======== RECORDS SHOWN

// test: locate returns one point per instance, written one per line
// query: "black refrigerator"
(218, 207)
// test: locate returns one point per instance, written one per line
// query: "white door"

================

* PROBLEM REQUIREMENTS *
Print all records shown above, word for word.

* TASK OUTPUT *
// test: locate returns one point per instance, written one per line
// query: "black refrigerator"
(218, 207)
// test: locate returns one point per instance, written one per line
// query: "white door"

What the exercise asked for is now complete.